> **Article**
▶

#### Load in data

In [1]:
import json
import csv

data = []
for i in range(1, 6):
    filename = './run{}/'.format(i) + 'qa_pairs.json'
    with open(filename, 'r') as f:
        data += json.load(f)

#### Load in tokenizer

In [2]:
import en_core_web_sm
spacy_en = en_core_web_sm.load()

In [3]:
def tokenize_en(text):
    """
    Tokenizes English text from a string into a list of strings (tokens)
    """
    return [tok.text for tok in spacy_en.tokenizer(text)]

#### Some basic stats

In [4]:
q_count = 0
a_count = 0
word_count = 0
word_types = set()
with open('all_qa_pairs.csv', 'w', encoding='utf-8') as f:
    writer = csv.writer(f)
    writer.writerow(['question', 'answer', 'key phrases'])
    for pair in data:
        question = pair['question']
        q_count += 1
        tokenized_question = tokenize_en(question)
        word_count += len(tokenized_question)
        word_types = word_types.union(set(tokenized_question))

◀

> **Dataset rows**
▶

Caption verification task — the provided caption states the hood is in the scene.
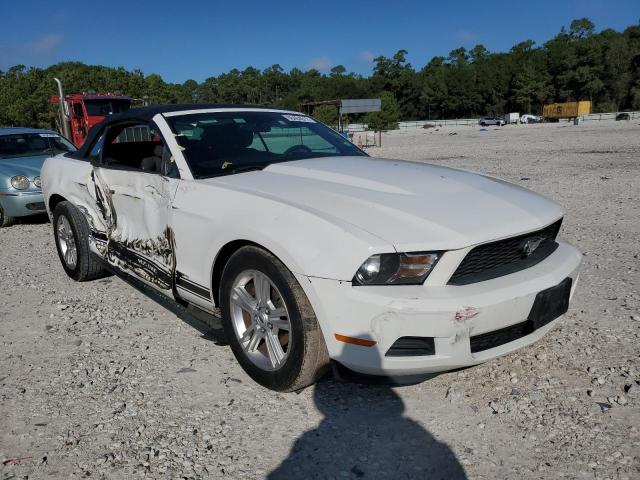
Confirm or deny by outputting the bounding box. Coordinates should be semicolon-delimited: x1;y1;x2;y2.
0;154;50;180
206;157;563;251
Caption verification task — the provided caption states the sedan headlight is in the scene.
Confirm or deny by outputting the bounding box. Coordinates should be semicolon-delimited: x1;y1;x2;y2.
11;175;29;190
352;252;441;285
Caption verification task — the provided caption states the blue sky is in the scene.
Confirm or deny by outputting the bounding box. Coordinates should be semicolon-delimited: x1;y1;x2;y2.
0;0;640;82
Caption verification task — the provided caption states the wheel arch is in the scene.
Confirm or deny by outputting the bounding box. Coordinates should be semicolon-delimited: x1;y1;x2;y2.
47;193;67;215
211;239;278;306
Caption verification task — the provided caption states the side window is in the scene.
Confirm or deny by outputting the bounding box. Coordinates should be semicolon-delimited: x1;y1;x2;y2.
73;103;84;117
102;123;173;175
89;133;104;162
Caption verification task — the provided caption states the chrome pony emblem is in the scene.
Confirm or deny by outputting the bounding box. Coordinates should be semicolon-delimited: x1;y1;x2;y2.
520;237;544;258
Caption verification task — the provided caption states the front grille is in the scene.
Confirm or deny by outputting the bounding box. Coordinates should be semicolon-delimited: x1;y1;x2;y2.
449;220;562;285
386;337;436;357
470;320;533;353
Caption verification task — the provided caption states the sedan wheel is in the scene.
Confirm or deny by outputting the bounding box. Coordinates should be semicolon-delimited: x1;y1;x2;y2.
56;215;78;270
53;202;109;282
231;270;291;370
219;245;329;392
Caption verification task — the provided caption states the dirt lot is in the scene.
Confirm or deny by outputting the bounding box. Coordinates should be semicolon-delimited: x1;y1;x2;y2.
0;122;640;479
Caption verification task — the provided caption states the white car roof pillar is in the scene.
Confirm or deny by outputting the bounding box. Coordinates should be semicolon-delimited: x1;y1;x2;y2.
153;113;193;180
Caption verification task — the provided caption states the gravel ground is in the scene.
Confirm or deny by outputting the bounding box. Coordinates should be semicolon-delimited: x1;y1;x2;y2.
0;122;640;479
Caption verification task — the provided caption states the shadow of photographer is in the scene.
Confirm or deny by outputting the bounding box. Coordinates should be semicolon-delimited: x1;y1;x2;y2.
267;380;466;480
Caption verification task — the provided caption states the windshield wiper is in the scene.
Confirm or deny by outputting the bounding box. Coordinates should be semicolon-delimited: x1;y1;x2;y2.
195;163;270;178
230;163;269;173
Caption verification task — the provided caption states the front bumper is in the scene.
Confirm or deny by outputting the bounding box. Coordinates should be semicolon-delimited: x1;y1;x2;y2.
298;242;582;375
0;190;46;217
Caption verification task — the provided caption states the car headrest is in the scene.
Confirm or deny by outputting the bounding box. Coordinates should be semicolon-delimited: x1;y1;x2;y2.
202;123;253;152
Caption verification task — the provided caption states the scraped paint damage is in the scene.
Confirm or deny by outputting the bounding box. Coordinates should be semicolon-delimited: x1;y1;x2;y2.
451;307;480;345
79;168;176;292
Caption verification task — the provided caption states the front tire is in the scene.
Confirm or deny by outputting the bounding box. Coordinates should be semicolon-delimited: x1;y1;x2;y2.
220;246;329;392
0;205;16;228
53;201;109;282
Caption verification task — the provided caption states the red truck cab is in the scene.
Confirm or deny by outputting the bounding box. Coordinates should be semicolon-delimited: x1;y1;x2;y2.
51;93;131;147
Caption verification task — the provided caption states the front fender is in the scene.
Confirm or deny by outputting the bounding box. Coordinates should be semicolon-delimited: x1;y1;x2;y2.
170;181;394;294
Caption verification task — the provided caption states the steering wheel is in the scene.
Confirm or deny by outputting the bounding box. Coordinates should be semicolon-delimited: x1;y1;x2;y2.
283;145;313;157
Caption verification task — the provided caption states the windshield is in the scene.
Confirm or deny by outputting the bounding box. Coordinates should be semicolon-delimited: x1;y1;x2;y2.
167;111;366;178
84;99;131;117
0;133;76;158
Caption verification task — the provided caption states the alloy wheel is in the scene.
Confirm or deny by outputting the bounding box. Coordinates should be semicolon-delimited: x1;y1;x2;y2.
56;215;78;270
230;270;291;371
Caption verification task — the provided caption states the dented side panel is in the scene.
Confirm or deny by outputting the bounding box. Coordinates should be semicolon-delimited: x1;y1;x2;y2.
93;168;177;295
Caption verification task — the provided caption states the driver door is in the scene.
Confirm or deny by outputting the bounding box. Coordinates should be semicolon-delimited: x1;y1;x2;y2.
92;123;179;296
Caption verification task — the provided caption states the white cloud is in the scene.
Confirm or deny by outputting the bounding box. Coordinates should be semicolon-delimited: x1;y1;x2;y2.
456;30;478;43
0;33;63;69
307;57;331;72
29;33;62;55
360;51;376;63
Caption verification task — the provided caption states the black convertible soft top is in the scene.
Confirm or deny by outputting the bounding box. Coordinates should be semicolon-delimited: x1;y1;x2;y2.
73;103;277;158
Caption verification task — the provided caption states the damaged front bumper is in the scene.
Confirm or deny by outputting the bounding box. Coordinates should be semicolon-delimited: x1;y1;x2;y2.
298;242;582;376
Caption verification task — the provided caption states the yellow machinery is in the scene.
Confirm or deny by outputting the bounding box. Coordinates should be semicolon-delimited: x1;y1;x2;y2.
542;100;591;120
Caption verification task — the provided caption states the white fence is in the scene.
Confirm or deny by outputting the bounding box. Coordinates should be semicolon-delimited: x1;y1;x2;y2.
344;112;640;132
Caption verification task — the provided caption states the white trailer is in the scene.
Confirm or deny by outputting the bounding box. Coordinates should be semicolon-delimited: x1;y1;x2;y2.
504;112;520;123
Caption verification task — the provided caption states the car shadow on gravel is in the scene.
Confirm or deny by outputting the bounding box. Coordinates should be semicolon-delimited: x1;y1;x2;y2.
267;380;467;480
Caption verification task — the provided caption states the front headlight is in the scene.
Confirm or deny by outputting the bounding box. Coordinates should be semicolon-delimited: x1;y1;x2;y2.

◀

> **Stated goal A**
Copy out the part of the notebook that opens with the words containing "return [tok.text for" and closes with "writer.writerow(['question', 'answer', 'key phrases'])".
> **Stated goal B**
Resume the notebook on loading and tokenizing question-answer pairs, writing on from its final line.

> **Written reply A**
return [tok.text for tok in spacy_en.tokenizer(text)]

#### Some basic stats

In [4]:
q_count = 0
a_count = 0
word_count = 0
word_types = set()
with open('all_qa_pairs.csv', 'w', encoding='utf-8') as f:
    writer = csv.writer(f)
    writer.writerow(['question', 'answer', 'key phrases'])

> **Written reply B**
        for answer in pair['answers']:
            tokenized_answer = tokenize_en(answer)
            word_count += len(tokenized_answer)
            word_types = word_types.union(tokenized_answer)
            a_count += 1
            writer.writerow([question, answer, ''])
        
print('total question count:', q_count)
print('total answer count:', a_count)
print('number of word tokens:', word_count)
print('number of word types:', len(word_types))

total question count: 800
total answer count: 3815
number of word tokens: 110305
number of word types: 7507


In [5]:
with open('all_qa_pairs.json', 'w') as outfile:
    json.dump(data, outfile)